> **Stated exercise**: Carry on the gardening blog below, beginning after its final sentence.

> **Quoted passage**:

Saturday afternoon was spent at The Lost Gardens of Heligan with a group from the dementia project - Creative Spaces. Small groups of residents and staff from the care home spent a lovely couple of hours wandering around the Northern Gardens with young people and their parents from the community.  One lad was provided with a recording microphone by a local radio station so that he could record some of his conversations with one resident.  It's going to go out on the station's gardening programme shortly.  These two chaps have formed a bond over the past 18 months and it was a delight to come across them sitting on a bench on Flora's Green, just enjoying their surroundings; not chattering but sitting quietly, arms and hands linked.

Unfortunately, due to a bout of illness over Sunday I didn't get any work done in the garden at the weekend.  However, a short walk up to the top revealed that the brambles this year have been replaced with intermittent 'rugs' of Forget-Me-Nots, gatherings of Bluebells, Red Campion and Buttercups. I even discovered one tiny Wild Violet that was struggling towards the light through a clump of nettles.  Ah yes, the nettles return each year........little do they know that the strimmer is coming in for a clean up this weekend in preparation for much use!

Does anyone else have an invasion of Hairy Bittercress? I pull it out of the borders around the lawn every year and this year it's gone mad in the rest of the garden; particularly in the area beyond the vegetable garden.  Reading up on it, in Richard Mabey's 'Food For Free', I've discovered that you can actually eat the whole plant; I thought you could just eat the leaves.  According to the book it goes well with cream cheese (sorry Jane!).  It has beautiful, delicate flowers which can be appreciated either by getting on your hands and knees with a magnifying lens or, like me, using the super macro on your camera.  The seed pods protrude from within the flower and look as though the stem has pushed through and beyond the petals.  Even the slightest brush allows them to scatter their seeds on the helpful to us gardeners!

A small army of Hairy Bittercress; strim or salad?

Take a closer look; there's beauty in weeds

Have a wonderful Easter everyone and I hope you all have a great time outdoors (illnesses and weather permitting!).

Sunday, 10 April 2011

Friends + Fresh Air = Fun!

I had a really enjoyable Saturday morning up at the care home as part of the dementia project.  With the garden redevelopment well under way I thought we'd get the residents and young people growing plants to go in it once it's finished.  There was quite a group of us; staff, residents, young people from the local school and one of the relatives, whose a gardener, ran the session and had us sowing seeds, pricking out and potting on.  Obviously tea, juice and biscuits were involved, and with the sun shining and a slight breeze we spent a great few hours outside as a group of friends, laughing, chatting and helping each other. You can't help but come away from those moments feeling positive and proud.

I came home and got stuck into transplanting my own small plants, from seed trays to small pots and then moving them out into the mini greenhouse.  Was I inspired by the morning session? I guess so!  I spend a lot of time in my garden by myself.  Not that I mind, I find it's a place where I can think whilst I'm busy with my hands and gardening is very good for the soul of course. But I think the time that we spend with friends outside are some of the best times we have.  Whether it's in each others gardens or a day out together these times are often creative, inspirational and fun. I look forward to having many more of these days during this project.

> **Data supplied**:

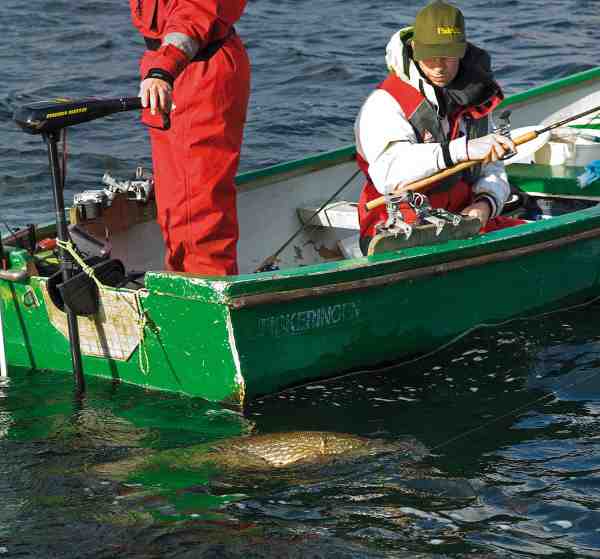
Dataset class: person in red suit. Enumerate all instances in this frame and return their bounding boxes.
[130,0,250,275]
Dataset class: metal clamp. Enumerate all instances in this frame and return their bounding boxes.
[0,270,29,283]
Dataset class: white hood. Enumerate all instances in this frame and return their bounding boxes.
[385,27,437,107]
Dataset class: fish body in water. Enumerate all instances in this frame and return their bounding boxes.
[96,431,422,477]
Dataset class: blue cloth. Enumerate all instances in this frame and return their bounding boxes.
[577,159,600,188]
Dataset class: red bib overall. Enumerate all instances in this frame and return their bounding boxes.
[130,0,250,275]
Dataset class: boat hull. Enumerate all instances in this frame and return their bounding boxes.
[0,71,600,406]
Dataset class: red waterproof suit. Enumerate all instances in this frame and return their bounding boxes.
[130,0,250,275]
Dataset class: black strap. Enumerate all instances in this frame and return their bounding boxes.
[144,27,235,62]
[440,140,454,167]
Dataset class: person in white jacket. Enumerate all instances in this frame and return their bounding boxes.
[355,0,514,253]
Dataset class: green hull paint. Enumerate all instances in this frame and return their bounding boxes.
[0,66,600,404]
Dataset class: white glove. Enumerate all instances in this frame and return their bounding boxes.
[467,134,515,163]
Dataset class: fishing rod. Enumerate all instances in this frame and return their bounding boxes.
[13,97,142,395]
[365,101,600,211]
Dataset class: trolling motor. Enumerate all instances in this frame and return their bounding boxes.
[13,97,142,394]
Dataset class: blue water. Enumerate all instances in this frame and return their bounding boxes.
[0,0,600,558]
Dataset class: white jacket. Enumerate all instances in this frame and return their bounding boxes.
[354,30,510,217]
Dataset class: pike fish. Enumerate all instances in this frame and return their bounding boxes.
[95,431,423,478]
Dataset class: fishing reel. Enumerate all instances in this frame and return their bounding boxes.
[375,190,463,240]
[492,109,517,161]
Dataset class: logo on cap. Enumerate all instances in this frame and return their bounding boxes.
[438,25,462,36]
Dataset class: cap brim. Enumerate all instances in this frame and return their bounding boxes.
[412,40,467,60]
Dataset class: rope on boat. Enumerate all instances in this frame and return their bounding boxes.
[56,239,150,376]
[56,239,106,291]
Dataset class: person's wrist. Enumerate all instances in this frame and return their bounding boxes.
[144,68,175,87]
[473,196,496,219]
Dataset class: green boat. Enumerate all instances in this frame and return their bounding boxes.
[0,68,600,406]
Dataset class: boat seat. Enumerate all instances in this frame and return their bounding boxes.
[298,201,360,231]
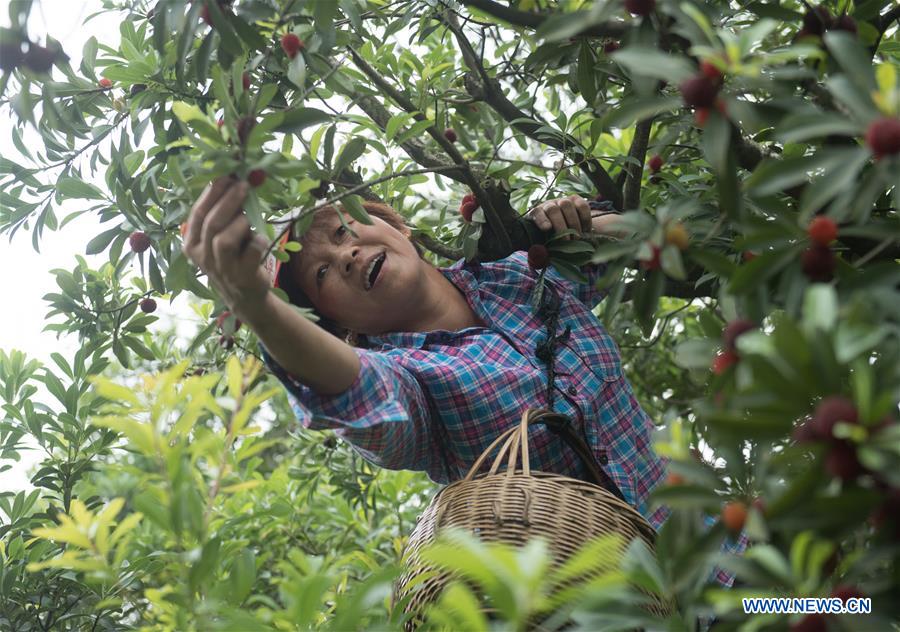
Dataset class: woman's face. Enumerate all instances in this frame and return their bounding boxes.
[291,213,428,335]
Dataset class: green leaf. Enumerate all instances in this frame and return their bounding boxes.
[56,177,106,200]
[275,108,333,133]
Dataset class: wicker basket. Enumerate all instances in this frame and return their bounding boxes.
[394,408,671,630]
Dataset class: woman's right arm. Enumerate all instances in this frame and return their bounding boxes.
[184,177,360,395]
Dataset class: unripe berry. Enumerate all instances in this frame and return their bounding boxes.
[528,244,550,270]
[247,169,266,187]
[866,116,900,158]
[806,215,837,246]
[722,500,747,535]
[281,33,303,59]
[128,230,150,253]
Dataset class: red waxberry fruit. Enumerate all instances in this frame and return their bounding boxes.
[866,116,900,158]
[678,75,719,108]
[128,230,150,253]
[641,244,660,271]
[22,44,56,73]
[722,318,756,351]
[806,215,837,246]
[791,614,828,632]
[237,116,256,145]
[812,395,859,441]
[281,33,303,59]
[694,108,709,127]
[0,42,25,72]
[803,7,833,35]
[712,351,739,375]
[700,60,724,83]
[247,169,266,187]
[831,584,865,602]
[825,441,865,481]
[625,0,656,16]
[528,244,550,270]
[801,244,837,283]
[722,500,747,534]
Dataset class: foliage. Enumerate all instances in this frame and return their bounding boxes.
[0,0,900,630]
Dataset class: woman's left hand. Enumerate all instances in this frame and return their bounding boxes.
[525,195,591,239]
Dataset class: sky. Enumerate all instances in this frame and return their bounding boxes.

> **Reply**:
So, how are my plants doing?  Well, the second lot of cauliflowers are looking better than the first; only 3 survived from the first batch. I'm not sure what killed off the first ones, so as a precaution against slugs and snails I've battened down the sides of the little greenhouse with planks of wood underneath which I've buried the 'skirt' of the greenhouse and then packed the wood in tight with soil and straw. If anything crawls over the wood it's only going to come across the plastic barrier. In addition to that, I've also sprinkled some anti-slug granules around the edge of the greenhouse - see if that works.  That's the theory at least!

An almost full 'greenhouse' housing sweetcorn, broccoli, leeks,
cauliflower,tomatoes, a couple of sad-looking brussel sprout plants
and a tray of, what I believe are Asters

I took a wander up beyond the vegetable area to look at the apple trees this weekend.  The two Sunsets are in full bloom and look amazing. At least double the flowers on them this year than last, despite the fact that I left half a dozen on last year just to taste my first home-grown apples! Not so the Plympton Pippins.  One has a few flowers on it and the other has nothing at all.  Oh dear! what's going on there?  To add to my disappointment I've found some bark damage on the one that has a few flowers on it. Not sure what that is but I've put in a plea to my friend Dancin' Fool who also runs a blog called The Green Man and her partner Mr. Dancin' (my brother!) to identify what the problem is and what may have caused it.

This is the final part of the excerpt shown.